• [TASK DESCRIPTION]
Reproduce the entries below word for word, from the line containing "Objective — for every instance of the man's" through the line containing "Target: man's head", and give only those lines.
>> begin
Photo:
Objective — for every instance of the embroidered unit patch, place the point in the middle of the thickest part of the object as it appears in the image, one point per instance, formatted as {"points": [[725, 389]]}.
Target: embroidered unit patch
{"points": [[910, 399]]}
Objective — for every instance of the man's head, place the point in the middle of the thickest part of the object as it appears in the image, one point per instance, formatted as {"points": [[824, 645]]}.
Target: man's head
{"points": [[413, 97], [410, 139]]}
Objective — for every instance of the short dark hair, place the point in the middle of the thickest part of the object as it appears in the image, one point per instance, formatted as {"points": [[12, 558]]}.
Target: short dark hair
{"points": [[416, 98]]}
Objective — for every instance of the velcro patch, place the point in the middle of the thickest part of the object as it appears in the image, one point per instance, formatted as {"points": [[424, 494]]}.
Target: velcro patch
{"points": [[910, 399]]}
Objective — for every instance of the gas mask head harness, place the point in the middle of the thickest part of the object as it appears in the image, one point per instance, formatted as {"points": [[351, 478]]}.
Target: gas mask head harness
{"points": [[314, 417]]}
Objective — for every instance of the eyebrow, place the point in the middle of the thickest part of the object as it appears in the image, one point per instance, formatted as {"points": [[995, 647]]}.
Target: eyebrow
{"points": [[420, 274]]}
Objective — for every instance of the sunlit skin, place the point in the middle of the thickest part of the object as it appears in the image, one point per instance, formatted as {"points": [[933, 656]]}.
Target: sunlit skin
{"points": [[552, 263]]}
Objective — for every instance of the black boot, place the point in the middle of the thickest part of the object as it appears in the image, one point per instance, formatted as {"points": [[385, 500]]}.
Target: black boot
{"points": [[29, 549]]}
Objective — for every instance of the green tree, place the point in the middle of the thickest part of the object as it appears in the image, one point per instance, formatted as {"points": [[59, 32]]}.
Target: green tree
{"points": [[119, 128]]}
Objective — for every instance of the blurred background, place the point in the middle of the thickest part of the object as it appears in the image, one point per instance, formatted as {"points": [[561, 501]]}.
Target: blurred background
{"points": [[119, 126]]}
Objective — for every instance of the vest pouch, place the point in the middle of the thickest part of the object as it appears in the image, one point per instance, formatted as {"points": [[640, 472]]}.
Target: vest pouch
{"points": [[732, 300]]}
>> end
• [FINAL ANSWER]
Objective — for every instance of the man's head, place the point in the middle of the thickest part of the object as it appears in the image, one point per instance, formatted as {"points": [[824, 645]]}.
Target: man's head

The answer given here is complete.